++++ INPUT MATERIAL

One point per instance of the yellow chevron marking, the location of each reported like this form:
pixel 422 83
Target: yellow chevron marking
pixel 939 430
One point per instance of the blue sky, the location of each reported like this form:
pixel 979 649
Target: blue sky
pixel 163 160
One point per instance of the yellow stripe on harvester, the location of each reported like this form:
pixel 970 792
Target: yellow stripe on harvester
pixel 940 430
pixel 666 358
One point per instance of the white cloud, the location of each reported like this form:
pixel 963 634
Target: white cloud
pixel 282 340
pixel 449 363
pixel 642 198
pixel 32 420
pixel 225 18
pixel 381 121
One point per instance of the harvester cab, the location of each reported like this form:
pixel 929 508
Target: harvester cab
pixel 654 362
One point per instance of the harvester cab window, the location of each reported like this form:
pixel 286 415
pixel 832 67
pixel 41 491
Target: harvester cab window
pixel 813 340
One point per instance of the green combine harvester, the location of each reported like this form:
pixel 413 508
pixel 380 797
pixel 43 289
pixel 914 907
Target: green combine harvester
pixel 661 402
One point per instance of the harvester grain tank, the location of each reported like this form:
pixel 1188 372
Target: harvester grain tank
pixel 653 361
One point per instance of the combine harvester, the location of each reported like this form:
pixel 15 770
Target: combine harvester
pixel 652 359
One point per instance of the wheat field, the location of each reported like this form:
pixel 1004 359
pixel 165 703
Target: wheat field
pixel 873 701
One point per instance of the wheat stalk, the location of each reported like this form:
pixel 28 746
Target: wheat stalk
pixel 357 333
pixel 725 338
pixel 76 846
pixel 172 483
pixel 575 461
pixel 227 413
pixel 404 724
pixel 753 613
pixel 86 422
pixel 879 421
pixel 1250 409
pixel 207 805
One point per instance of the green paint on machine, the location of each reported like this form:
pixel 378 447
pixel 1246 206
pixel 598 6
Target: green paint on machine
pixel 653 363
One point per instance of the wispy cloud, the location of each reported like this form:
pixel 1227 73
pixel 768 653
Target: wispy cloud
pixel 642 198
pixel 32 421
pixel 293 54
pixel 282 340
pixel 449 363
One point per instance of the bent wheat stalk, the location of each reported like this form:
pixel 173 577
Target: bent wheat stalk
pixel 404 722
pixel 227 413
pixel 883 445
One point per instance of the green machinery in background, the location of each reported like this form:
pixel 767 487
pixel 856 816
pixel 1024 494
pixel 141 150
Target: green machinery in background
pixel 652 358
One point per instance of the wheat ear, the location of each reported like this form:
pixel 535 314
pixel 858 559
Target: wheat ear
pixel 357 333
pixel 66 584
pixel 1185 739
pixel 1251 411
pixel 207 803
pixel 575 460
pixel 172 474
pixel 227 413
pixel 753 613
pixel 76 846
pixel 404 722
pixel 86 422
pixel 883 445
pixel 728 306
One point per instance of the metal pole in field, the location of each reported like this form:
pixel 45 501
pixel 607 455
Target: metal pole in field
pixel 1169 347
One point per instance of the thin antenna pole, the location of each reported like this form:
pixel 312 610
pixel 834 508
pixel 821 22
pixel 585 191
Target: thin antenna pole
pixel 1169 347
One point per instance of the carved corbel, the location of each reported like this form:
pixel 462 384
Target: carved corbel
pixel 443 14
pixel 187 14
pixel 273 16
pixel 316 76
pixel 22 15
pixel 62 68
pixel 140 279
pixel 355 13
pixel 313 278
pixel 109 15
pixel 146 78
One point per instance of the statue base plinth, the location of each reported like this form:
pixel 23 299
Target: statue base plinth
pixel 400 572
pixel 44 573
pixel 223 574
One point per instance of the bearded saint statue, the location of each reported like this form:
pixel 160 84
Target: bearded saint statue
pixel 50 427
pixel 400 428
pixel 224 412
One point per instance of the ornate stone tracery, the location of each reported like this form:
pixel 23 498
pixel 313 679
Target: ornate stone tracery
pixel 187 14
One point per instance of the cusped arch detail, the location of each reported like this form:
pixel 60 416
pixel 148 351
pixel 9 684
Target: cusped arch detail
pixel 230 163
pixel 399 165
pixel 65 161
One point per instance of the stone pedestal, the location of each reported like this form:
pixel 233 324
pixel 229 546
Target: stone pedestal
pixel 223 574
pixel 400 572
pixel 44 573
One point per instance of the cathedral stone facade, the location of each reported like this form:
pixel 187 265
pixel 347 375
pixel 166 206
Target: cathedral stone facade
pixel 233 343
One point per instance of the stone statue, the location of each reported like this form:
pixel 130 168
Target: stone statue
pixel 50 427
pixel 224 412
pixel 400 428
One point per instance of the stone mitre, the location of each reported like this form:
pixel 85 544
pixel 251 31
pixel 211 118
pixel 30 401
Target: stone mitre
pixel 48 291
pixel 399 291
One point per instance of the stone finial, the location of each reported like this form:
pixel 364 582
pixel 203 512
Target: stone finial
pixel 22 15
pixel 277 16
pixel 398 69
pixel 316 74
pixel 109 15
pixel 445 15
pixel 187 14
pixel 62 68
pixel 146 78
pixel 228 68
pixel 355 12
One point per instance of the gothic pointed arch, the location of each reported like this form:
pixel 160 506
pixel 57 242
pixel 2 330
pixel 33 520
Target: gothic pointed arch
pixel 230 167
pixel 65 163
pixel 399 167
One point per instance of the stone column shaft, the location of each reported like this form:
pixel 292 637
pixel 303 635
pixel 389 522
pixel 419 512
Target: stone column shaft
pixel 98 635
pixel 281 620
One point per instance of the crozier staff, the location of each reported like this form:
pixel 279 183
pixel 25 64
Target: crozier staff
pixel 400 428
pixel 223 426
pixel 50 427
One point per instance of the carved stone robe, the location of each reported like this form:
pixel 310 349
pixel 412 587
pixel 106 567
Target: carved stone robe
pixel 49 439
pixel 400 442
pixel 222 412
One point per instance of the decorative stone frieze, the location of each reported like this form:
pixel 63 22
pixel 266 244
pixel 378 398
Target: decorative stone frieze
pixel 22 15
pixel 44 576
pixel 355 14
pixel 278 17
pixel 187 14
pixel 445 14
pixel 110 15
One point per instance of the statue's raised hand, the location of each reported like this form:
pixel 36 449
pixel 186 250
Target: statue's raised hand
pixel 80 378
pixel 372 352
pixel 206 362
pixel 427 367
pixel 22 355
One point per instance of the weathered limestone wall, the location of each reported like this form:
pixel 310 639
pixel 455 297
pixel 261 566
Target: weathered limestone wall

++++++++

**PROBLEM:**
Print every entry exactly.

**WRITTEN REPLY:**
One point per instance of the yellow chevron marking, the location of each reported like this form:
pixel 422 83
Target: yellow chevron marking
pixel 939 430
One point per instance of the blue sky, the location of each reported like this form:
pixel 979 649
Target: blue sky
pixel 163 160
One point per instance of the yellow stripe on harvester, the location of each reported like this form:
pixel 970 792
Target: yellow stripe on harvester
pixel 940 430
pixel 666 358
One point per instance of the white cloud, the location of each reported like this form:
pixel 963 634
Target: white cloud
pixel 282 340
pixel 449 363
pixel 642 198
pixel 32 420
pixel 225 18
pixel 381 121
One point per instance of the harvester cab, the location of each reported like this form:
pixel 929 508
Target: harvester cab
pixel 654 362
One point per instance of the harvester cab window, the location of each reported like this form:
pixel 286 415
pixel 832 67
pixel 41 491
Target: harvester cab window
pixel 813 340
One point per instance of the green combine harvester, the location of each reported like this form:
pixel 413 508
pixel 380 797
pixel 43 289
pixel 914 907
Target: green combine harvester
pixel 661 402
One point per instance of the harvester grain tank, the location of each reported like this form:
pixel 1188 372
Target: harvester grain tank
pixel 653 361
One point per instance of the combine harvester, the location of each reported like this form:
pixel 15 770
Target: combine harvester
pixel 652 359
One point per instance of the wheat field, the location of each reported like this form:
pixel 1004 359
pixel 165 703
Target: wheat field
pixel 873 701
One point per instance of the wheat stalk, the location of each reported like this form:
pixel 28 746
Target: wheat stalk
pixel 357 333
pixel 725 338
pixel 76 846
pixel 172 483
pixel 575 461
pixel 227 413
pixel 404 724
pixel 753 613
pixel 86 422
pixel 879 421
pixel 1250 409
pixel 207 805
One point per instance of the green paint on machine, the location of each reported like this form:
pixel 378 447
pixel 1246 206
pixel 598 6
Target: green paint on machine
pixel 653 363
One point per instance of the wispy cloud, the location of each reported like this form:
pixel 1227 73
pixel 768 653
Target: wispy cloud
pixel 642 198
pixel 32 421
pixel 293 54
pixel 282 340
pixel 449 363
One point per instance of the bent wheat stalk, the location of each reported like this form:
pixel 173 577
Target: bent wheat stalk
pixel 404 722
pixel 227 413
pixel 883 445
One point per instance of the green machinery in background, the location of each reported like this form:
pixel 767 487
pixel 856 816
pixel 1024 494
pixel 141 150
Target: green machinery in background
pixel 652 358
One point per instance of the wheat ear, the location of each reported like this form:
pixel 535 314
pixel 858 559
Target: wheat ear
pixel 357 333
pixel 66 584
pixel 1185 739
pixel 1251 411
pixel 207 803
pixel 575 460
pixel 172 474
pixel 227 413
pixel 753 613
pixel 76 846
pixel 404 722
pixel 86 422
pixel 883 445
pixel 728 306
One point per instance of the metal pole in field, the location of each reported like this form:
pixel 45 501
pixel 607 455
Target: metal pole in field
pixel 1169 347
One point per instance of the thin antenna pole, the location of each reported like this form:
pixel 312 610
pixel 834 508
pixel 821 22
pixel 585 191
Target: thin antenna pole
pixel 1169 347
One point per instance of the carved corbel, the location of each reported like this form:
pixel 462 384
Target: carved corbel
pixel 443 14
pixel 187 14
pixel 273 16
pixel 316 76
pixel 22 15
pixel 62 68
pixel 140 279
pixel 355 13
pixel 313 278
pixel 109 15
pixel 146 78
One point per instance of the statue base plinth, the location of each reported like this form:
pixel 23 299
Target: statue base plinth
pixel 400 572
pixel 44 573
pixel 223 574
One point per instance of the bearded saint statue, the location of each reported like this form:
pixel 160 84
Target: bearded saint statue
pixel 50 427
pixel 400 428
pixel 224 412
One point per instance of the ornate stone tracery, the location of each reported like this form:
pixel 23 498
pixel 313 679
Target: ornate stone tracery
pixel 187 14
One point per instance of the cusped arch detail, the location of each reported like this form:
pixel 60 416
pixel 148 351
pixel 9 684
Target: cusped arch detail
pixel 230 163
pixel 399 165
pixel 65 161
One point per instance of the stone pedestal, the location of each reported like this form:
pixel 233 324
pixel 229 546
Target: stone pedestal
pixel 223 574
pixel 400 572
pixel 44 573
One point per instance of the cathedral stone facade, the location of each reported like this form:
pixel 187 265
pixel 347 375
pixel 166 206
Target: cathedral stone facade
pixel 233 343
One point per instance of the stone statue, the location of each reported like this form:
pixel 130 168
Target: stone statue
pixel 50 427
pixel 224 412
pixel 400 428
One point per instance of the stone mitre, the location of each reported like this form:
pixel 85 544
pixel 251 31
pixel 211 118
pixel 30 401
Target: stone mitre
pixel 48 291
pixel 399 291
One point per instance of the stone finial, the location of each reported like this form:
pixel 364 582
pixel 203 512
Target: stone finial
pixel 22 15
pixel 277 16
pixel 398 69
pixel 316 74
pixel 109 15
pixel 445 15
pixel 187 14
pixel 62 68
pixel 146 78
pixel 228 68
pixel 355 12
One point per instance of the gothic pointed arch, the location of each reported like this form:
pixel 160 506
pixel 57 242
pixel 2 330
pixel 33 520
Target: gothic pointed arch
pixel 230 167
pixel 65 163
pixel 399 167
One point per instance of the stone column shaft, the location of each reported like this form:
pixel 292 637
pixel 303 635
pixel 389 522
pixel 419 512
Target: stone column shaft
pixel 98 635
pixel 281 620
One point per instance of the crozier staff, the location of each reported like this form:
pixel 279 183
pixel 25 64
Target: crozier staff
pixel 400 428
pixel 223 426
pixel 50 427
One point per instance of the carved stone robe, the location of each reported like this form:
pixel 310 349
pixel 412 587
pixel 106 567
Target: carved stone robe
pixel 49 439
pixel 400 442
pixel 222 412
One point per instance of the decorative stone frieze, the location of each reported like this form:
pixel 63 22
pixel 266 244
pixel 378 398
Target: decorative stone frieze
pixel 22 15
pixel 44 576
pixel 355 14
pixel 278 17
pixel 187 14
pixel 445 14
pixel 110 15
One point per instance of the statue's raised hand, the location of each reported like this form:
pixel 36 449
pixel 186 250
Target: statue's raised hand
pixel 80 378
pixel 372 352
pixel 206 362
pixel 427 367
pixel 22 355
One point per instance of the weathered limestone wall, the location of each reported like this form:
pixel 310 639
pixel 455 297
pixel 261 566
Target: weathered limestone wall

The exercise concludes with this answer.